▸ **Trecho da fonte**

O presidente Getúlio Vargas, por exemplo , quando estava em Poços, mandava um profissional local fazer os seus sapatos.
Um dos meus trabalhos, quando criança foi em uma fabrica que existiu na Av. João Pinheiro, pertencente a família Furchi. A marca era “Lucas” e o slogan era: “O calçado do seu filho” Um par de sapatos normal custava praticamente um salario. Não havia como uma criança pobre ter sapatos novos. Andava-se descalço, de tamancos feitos de madeira. Depois surgiram as botinas com sola de pneus, os chamados “Sapatão”, as sandálias, as alpargatas feitas de lona e sola de sisal, as congas, precursoras dos tênis, já com solas sintéticas, depois os Ki-chutes e finalmente os tênis de grifes, etc.
Como era um período de muitos casos de paralisia infantil, a fabrica era também especializada em sapatos ortopédicos. Um pé do calçado tinha altura diferente para compensar a desigualdade do deficiente. Havia também botas ortopédicas com partes mecânicas adaptadas. Feitas sob prescrição médica.
Meu segundo sapato novo aconteceu quando eu já tinha quase treze anos e trabalhava de mecânico em uma auto pista de mini carros que existiu na rua Junqueiras, local do atual Hotel das águas. O comprei com meu trabalho, mas foi furtado, praticamente, antes de usá-lo, por meninos de rua da cidade. Havia em Poços alguns meninos de rua liderados por outro maiorzinho, apelidado de “Melado”. Eles invadiram, certa noite, a casinha de manutenção dos pequenos carros e não levaram ferramentas, peças, ou coisas de valor maior, apenas o meu par de sapatos.
Durante a adolescência, tive uma amigo da policia civil de Campinas que me presenteava com coturnos da aeronautica. Mesmo que já usados eram confortabilíssimos e ainda duravam muito. Junto ao calçados sempre vinham boinas usadas pela polícia civil de São Paulo. Porem em pleno regime militar o simples uso de tais assessórios traziam sério risco para a segurança nacional. Os olheiros da ditadura já entendiam que você era que nada sabia de Marx ou Engel era simpatizante de Che Guevara. Uma das profissões importantes e que está quase desaparecendo era de sapateiro.

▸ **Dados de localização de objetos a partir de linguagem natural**
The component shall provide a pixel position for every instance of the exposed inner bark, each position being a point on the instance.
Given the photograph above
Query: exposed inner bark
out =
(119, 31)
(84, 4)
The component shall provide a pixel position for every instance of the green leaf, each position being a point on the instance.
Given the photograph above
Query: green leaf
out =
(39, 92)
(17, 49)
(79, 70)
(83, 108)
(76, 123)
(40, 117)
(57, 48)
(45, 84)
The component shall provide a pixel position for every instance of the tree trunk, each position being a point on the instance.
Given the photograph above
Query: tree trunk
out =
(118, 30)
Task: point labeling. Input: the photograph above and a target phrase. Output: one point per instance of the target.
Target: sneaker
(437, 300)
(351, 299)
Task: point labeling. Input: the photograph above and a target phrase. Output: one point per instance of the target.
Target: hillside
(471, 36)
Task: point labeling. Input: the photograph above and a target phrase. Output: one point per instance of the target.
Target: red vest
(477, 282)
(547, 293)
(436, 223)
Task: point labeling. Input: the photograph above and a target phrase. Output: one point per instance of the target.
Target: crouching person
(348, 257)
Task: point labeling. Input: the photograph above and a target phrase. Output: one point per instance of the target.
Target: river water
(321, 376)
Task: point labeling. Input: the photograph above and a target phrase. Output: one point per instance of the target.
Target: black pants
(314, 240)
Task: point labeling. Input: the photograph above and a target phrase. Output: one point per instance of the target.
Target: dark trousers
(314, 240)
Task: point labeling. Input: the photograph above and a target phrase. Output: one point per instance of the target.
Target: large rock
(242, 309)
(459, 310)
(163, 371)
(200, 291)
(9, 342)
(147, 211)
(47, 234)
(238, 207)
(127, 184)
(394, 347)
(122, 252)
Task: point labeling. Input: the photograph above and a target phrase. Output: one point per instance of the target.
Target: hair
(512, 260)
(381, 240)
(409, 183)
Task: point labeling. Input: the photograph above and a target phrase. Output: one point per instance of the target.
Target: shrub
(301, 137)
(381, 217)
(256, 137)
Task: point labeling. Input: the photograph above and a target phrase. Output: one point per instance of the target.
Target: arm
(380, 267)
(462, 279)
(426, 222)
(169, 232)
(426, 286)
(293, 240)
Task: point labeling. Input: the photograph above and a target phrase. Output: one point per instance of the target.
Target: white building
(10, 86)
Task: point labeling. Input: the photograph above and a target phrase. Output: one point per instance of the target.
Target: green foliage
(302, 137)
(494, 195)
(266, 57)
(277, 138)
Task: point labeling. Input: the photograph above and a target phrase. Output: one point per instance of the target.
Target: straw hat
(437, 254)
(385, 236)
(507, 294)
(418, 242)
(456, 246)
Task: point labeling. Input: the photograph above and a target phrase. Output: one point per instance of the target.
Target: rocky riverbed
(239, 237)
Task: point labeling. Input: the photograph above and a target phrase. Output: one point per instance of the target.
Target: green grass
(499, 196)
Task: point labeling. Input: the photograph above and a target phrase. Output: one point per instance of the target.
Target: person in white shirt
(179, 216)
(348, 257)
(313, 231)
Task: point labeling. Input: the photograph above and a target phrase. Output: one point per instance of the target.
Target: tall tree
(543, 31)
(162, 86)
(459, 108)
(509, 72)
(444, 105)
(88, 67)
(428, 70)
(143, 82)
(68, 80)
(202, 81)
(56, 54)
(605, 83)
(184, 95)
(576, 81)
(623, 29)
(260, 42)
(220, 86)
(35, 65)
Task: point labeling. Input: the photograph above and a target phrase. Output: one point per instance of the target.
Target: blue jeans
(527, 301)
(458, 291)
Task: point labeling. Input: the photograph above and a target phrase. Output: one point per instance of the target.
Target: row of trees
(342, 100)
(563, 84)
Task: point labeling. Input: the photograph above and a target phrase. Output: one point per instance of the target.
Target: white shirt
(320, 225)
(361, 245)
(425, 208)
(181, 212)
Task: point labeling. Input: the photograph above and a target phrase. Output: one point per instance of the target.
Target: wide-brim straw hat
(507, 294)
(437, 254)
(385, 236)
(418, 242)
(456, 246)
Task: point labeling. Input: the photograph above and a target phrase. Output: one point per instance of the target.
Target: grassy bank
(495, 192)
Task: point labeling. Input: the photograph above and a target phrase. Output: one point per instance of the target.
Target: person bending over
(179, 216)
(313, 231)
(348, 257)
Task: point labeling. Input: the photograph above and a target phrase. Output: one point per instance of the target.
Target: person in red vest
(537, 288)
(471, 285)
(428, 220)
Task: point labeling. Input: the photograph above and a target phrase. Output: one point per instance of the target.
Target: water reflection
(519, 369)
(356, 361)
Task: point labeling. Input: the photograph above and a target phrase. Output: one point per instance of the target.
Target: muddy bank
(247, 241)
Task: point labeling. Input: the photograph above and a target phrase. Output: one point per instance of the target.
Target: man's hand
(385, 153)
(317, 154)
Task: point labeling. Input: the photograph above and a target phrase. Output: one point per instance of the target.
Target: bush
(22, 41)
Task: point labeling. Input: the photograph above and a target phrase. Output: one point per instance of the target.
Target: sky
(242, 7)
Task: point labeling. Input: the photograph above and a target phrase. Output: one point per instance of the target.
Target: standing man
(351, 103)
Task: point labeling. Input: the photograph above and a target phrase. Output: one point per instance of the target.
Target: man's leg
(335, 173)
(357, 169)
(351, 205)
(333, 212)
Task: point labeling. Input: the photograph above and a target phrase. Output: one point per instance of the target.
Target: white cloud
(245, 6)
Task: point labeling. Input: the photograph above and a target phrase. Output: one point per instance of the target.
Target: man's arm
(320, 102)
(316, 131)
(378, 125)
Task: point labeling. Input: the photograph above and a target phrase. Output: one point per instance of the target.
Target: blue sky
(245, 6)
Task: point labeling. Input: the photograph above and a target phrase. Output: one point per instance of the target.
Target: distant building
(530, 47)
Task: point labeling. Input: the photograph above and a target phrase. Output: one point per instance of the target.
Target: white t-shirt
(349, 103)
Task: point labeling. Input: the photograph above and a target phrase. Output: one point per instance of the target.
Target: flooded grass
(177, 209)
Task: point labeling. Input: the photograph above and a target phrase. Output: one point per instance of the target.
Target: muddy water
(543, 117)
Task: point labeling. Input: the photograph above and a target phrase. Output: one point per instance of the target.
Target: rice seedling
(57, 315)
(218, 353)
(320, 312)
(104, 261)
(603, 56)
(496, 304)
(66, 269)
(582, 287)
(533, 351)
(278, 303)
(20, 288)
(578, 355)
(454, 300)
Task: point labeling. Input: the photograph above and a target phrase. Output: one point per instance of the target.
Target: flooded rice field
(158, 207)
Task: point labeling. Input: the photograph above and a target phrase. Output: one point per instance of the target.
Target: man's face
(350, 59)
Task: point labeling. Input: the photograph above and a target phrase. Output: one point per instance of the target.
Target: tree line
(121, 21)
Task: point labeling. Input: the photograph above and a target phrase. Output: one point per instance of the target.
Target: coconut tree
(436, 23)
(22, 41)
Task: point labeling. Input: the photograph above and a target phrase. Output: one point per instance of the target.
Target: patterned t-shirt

▸ **Seu objetivo**
Responda com base no trecho sobre calçados:
1. Qual era a marca dos sapatos da fábrica da família Furchi?
2. Segundo o trecho, por que a fábrica também era especializada em sapatos ortopédicos?
3. O que os meninos de rua levaram da casinha de manutenção dos pequenos carros?

▸ **Solução**
1. A marca era "Lucas".
2. Porque era um período de muitos casos de paralisia infantil.
3. Apenas um par de sapatos, o do narrador.